## What is asked
Reproduce the material below, replacing every occurrence of "wall cabinet door" with "kitchen drawer front" and leaving everything else unchanged.

** begin Data shown **

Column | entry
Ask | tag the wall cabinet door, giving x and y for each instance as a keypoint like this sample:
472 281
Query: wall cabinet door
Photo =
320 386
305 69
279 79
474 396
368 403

** end Data shown **

## Full solution
Column | entry
Ask | tag the kitchen drawer front, giving x and y for each instance as a keypoint like this sample:
472 281
Query: kitchen drawer front
Photo =
320 386
305 69
279 79
474 396
368 403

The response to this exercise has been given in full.